Carry every line of the records below over to your reply, requests included, and raise each x and y point coordinate in the answers by 25.

(Dataset items)
— BEGIN —
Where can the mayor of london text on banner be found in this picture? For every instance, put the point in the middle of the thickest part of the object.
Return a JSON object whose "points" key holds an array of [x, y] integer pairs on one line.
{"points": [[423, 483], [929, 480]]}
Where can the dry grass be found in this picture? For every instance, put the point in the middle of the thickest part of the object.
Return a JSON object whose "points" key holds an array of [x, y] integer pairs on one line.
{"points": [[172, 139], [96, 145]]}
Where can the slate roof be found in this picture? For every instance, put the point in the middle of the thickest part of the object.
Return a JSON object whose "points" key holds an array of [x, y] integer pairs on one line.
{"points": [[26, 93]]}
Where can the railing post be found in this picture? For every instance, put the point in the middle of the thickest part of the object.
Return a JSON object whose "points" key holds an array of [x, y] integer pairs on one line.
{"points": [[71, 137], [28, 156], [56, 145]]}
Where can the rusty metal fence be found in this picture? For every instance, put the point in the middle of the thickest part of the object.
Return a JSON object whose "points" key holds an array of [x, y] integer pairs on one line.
— END —
* [Result for this task]
Where can the mayor of london text on banner be found in this picture? For every instance, put the point in the middle of the thickest part of the object.
Return a JSON object whose "points" key holds an array of [x, y] integer pairs on one line.
{"points": [[448, 508], [954, 505]]}
Where can the dry grass be found in this picture? For every instance, put the point in the middle of the thickest part of the object.
Return a JSON object whose "points" key holds an array of [x, y] integer pairs on one line.
{"points": [[197, 164], [121, 170]]}
Where can the slate roof be found in this picture? For every instance, put the point in the middle of the thickest part of the object.
Return a JSON object whose "points" key holds an array of [x, y] integer pairs on one line.
{"points": [[51, 118]]}
Where can the railing post be found in this picture? For every instance, put the point in the middle of the thickest part of the object.
Return a JSON object whose "points" key holds an array of [x, y] integer pairs on one line.
{"points": [[96, 162], [53, 181], [81, 170]]}
Where can the rusty metal fence be found in this picture? For every instance, put the point in the middle of the thickest part of the object.
Return a JSON object whose "points" key holds an array of [x, y] integer pairs on one line.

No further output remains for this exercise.